Return, exactly, the line that contains "(583, 1003)" together with all lines after it to the end of the entries, and no further lines.

# # #

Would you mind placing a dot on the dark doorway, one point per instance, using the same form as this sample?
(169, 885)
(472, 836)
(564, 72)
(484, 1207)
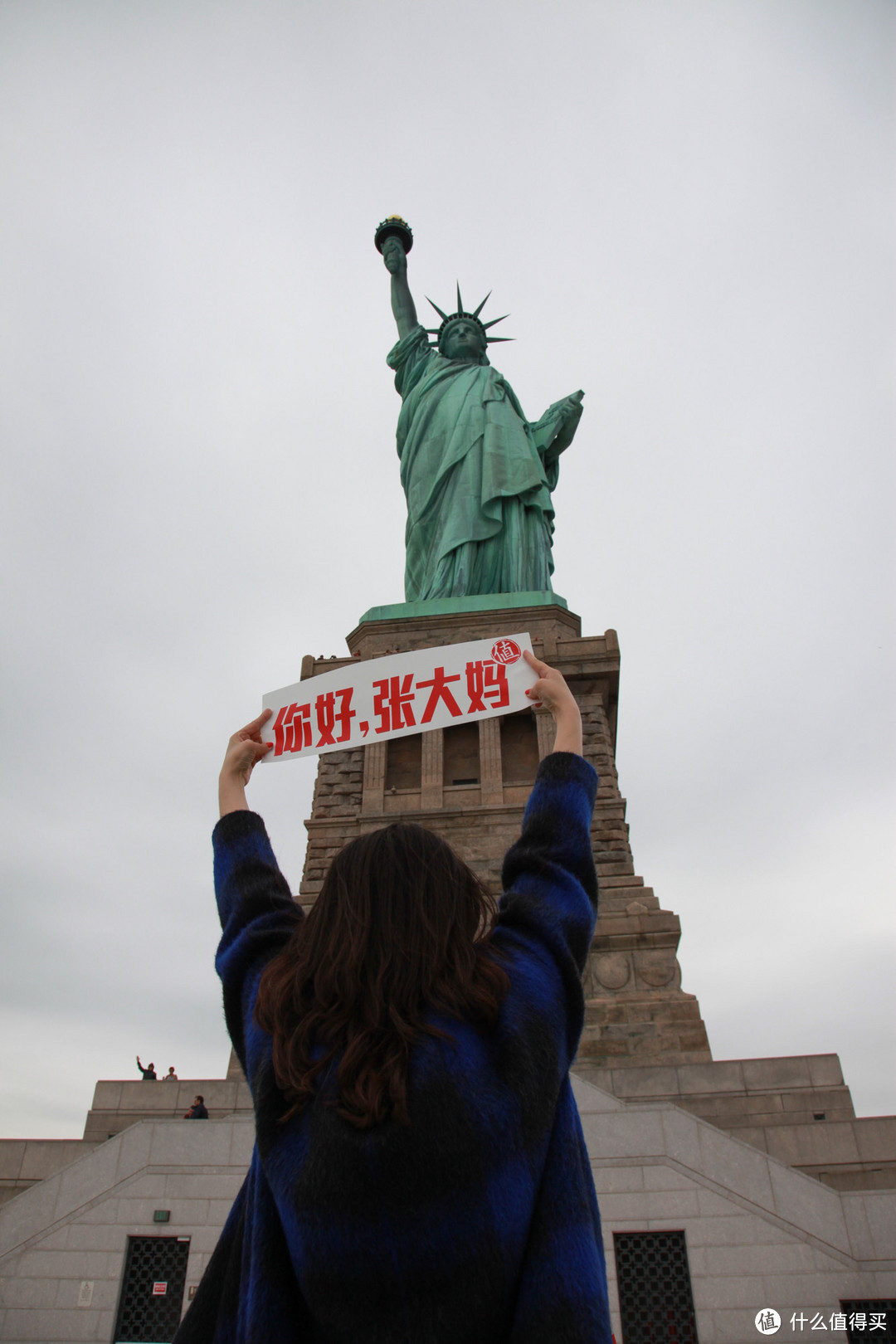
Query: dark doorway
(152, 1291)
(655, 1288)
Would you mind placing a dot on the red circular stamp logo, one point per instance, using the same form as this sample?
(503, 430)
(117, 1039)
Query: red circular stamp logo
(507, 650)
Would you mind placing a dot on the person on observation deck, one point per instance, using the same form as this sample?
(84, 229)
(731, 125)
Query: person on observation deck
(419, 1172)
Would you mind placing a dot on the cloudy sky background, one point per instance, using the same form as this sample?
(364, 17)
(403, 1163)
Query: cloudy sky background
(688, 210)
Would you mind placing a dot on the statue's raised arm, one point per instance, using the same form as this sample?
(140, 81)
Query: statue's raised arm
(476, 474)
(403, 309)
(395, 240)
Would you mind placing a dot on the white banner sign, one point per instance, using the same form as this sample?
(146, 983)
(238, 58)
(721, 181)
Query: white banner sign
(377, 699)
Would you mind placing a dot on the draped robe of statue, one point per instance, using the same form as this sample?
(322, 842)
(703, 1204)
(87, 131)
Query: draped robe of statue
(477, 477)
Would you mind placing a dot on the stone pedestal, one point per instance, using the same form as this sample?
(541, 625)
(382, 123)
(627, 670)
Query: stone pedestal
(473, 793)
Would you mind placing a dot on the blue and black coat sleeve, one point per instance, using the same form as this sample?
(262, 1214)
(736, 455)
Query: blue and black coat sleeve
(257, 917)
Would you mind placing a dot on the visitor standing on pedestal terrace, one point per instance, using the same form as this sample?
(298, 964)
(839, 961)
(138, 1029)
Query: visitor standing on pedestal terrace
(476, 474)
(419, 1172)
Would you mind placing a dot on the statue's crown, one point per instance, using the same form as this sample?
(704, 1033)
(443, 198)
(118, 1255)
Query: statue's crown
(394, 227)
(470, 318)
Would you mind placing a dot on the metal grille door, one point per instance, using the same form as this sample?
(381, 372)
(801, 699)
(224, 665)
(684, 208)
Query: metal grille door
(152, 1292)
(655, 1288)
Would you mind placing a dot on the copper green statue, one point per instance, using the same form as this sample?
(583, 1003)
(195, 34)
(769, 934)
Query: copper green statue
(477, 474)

# # #

Written answer –
(583, 1003)
(195, 34)
(769, 934)
Query: copper green statue
(477, 474)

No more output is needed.